EXERCISE AIM: Among the records, which lines hold the word "query"? Pick them out.

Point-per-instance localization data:

-=-=-=-=-

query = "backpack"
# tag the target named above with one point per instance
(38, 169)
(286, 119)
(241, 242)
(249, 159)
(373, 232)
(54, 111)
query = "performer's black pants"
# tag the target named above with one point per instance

-=-=-=-=-

OUTPUT BELOW:
query = "backpack"
query = "performer's black pants"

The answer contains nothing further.